• **Job 1**:
Do these statements agree with the passage on secure API gateways that follows? Answer yes or no for each, quoting the words of the passage that decide it. (a) API gateways can validate JWT tokens. (b) TLS termination is one of the security features listed. (c) Nginx is among the tools named.

• **Reading passage**:
+++
Purpose and Strategic Importance

Secure API Gateways enforce authentication, authorisation, rate limiting, and monitoring at the edge of API traffic. They are a critical control point for safeguarding services, data, and consumers in distributed architectures.

By centralising API traffic management and security policies, teams can scale confidently, comply with data protection requirements, and deliver consistent and observable interactions across internal and external APIs.


Description of the Practice

  • API gateways authenticate users, validate tokens (e.g. OAuth 2.0, JWT), throttle requests, and log API traffic.
  • They enforce routing, response transformation, and service mesh integration where required.
  • Security features include TLS termination, IP allowlists, request validation, and threat protection (e.g. OWASP Top 10).
  • Tools include Kong, Apigee, AWS API Gateway, Azure API Management, and Envoy.

How to Practise It (Playbook)

1. Getting Started

  • Select an API gateway that aligns with your architecture (e.g. microservices, hybrid cloud, serverless).
+++
• **Job 2**:
Can you express the lines of the listing below as a numbered list, starting at the line that contains "Tell me if any green seed" and ending at the line that contains "Tell me if any poppy", with both of those lines included and blank lines left out?

• **Record excerpts**:
+++
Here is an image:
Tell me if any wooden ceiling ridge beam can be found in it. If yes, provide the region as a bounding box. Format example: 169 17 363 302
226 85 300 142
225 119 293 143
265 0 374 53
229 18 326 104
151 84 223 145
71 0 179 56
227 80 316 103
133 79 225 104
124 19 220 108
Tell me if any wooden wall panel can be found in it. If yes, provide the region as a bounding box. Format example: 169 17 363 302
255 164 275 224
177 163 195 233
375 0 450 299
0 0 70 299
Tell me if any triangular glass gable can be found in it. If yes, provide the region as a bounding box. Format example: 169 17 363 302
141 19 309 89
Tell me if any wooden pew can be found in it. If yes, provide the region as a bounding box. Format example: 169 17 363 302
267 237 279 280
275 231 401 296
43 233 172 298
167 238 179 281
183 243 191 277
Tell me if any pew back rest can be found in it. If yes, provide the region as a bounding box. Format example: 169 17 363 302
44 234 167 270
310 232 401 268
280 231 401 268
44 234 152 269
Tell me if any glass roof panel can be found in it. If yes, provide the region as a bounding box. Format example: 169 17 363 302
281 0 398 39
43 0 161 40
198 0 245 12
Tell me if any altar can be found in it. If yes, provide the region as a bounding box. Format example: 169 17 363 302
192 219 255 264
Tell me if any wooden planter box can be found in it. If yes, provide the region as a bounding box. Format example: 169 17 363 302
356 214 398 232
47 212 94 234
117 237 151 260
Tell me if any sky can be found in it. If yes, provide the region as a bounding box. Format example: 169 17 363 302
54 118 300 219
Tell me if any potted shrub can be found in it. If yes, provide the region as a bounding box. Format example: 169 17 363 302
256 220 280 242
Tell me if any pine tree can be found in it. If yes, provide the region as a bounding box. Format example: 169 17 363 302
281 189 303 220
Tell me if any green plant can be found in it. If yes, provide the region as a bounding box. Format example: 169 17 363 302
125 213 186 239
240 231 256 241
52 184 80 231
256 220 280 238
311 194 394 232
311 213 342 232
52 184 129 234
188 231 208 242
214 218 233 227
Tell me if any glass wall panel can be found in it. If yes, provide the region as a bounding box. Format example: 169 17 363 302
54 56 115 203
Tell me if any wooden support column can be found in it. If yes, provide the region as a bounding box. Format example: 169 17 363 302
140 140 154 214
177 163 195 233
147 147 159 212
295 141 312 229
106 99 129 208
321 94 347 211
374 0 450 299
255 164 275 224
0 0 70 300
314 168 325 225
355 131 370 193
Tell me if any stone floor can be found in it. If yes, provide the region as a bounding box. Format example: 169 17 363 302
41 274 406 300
+++
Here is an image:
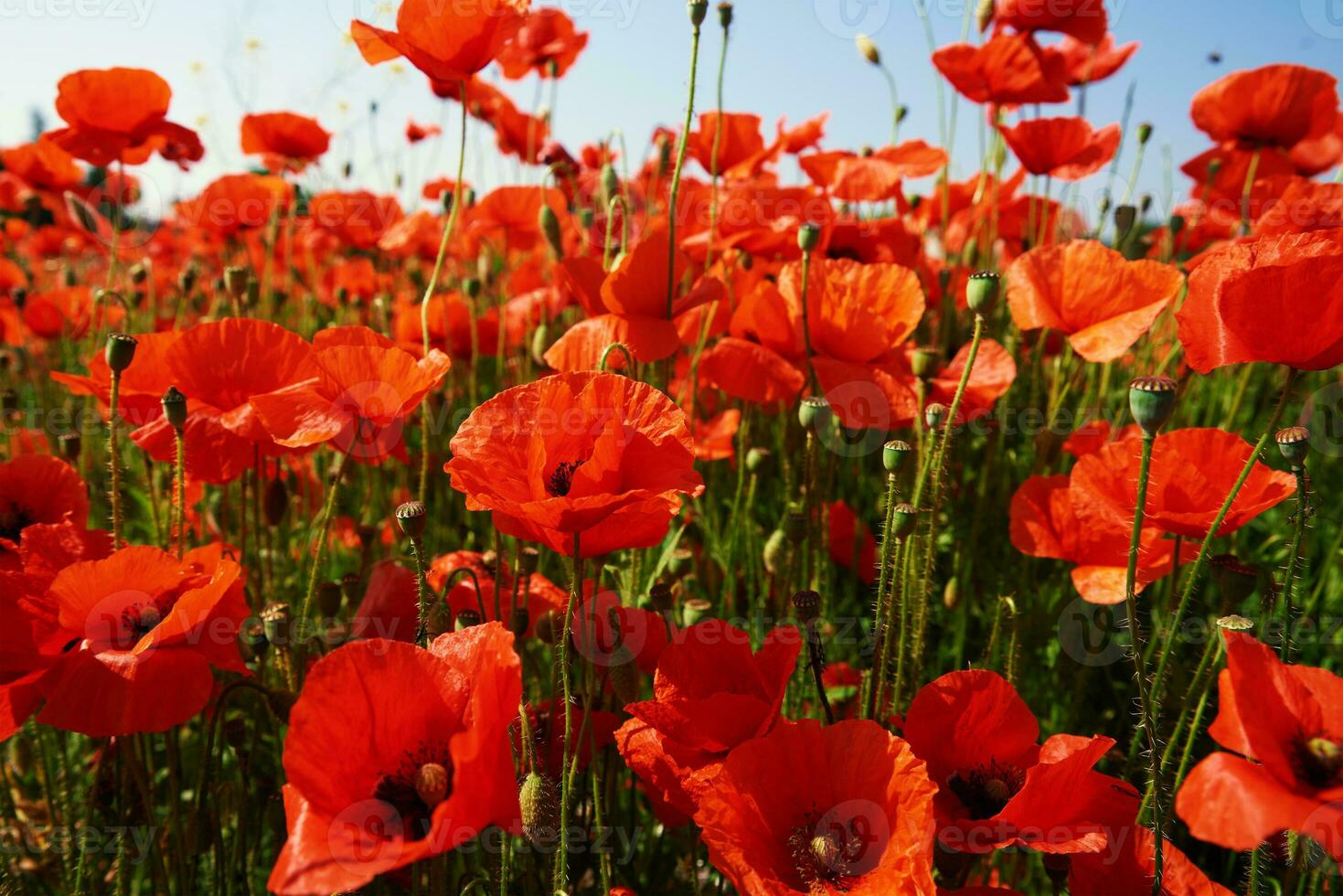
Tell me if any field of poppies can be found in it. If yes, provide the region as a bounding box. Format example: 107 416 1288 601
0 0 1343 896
+++
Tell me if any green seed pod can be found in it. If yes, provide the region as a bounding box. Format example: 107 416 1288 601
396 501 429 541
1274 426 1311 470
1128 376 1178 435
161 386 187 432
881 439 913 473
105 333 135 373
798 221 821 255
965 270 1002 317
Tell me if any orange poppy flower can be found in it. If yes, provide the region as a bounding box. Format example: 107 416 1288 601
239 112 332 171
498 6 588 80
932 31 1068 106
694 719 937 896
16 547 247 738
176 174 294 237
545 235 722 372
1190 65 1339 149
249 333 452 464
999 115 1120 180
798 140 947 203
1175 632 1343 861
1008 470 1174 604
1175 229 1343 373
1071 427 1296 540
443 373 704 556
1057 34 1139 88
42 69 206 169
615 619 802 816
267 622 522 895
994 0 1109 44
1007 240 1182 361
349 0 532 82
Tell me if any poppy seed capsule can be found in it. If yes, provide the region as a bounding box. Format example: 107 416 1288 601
+++
• **Complete output 1**:
(a) Yes: "validate tokens (e.g. OAuth 2.0, JWT)"
(b) Yes: "Security features include TLS termination"
(c) No: "Tools include Kong, Apigee, AWS API Gateway, Azure API Management, and Envoy."

• **Complete output 2**:
1. Tell me if any green seed pod can be found in it. If yes, provide the region as a bounding box. Format example: 107 416 1288 601
2. 396 501 429 541
3. 1274 426 1311 470
4. 1128 376 1178 435
5. 161 386 187 432
6. 881 439 913 473
7. 105 333 135 373
8. 798 221 821 255
9. 965 270 1002 317
10. Tell me if any orange poppy flower can be found in it. If yes, provide the region as a bounding box. Format example: 107 416 1288 601
11. 239 112 332 171
12. 498 6 588 80
13. 932 31 1068 106
14. 694 719 937 896
15. 16 547 247 738
16. 176 174 294 237
17. 545 235 722 372
18. 1190 65 1339 149
19. 249 333 452 464
20. 999 115 1120 180
21. 798 140 947 203
22. 1175 632 1343 861
23. 1008 470 1174 604
24. 1175 229 1343 373
25. 1071 427 1296 540
26. 443 373 704 556
27. 1057 34 1139 88
28. 42 69 206 169
29. 615 619 802 816
30. 267 622 522 895
31. 994 0 1109 44
32. 1007 240 1182 361
33. 349 0 532 82
34. Tell me if any poppy seed capsule can be found in it. If yes, provide the region as a bounding box. Format example: 107 416 1288 601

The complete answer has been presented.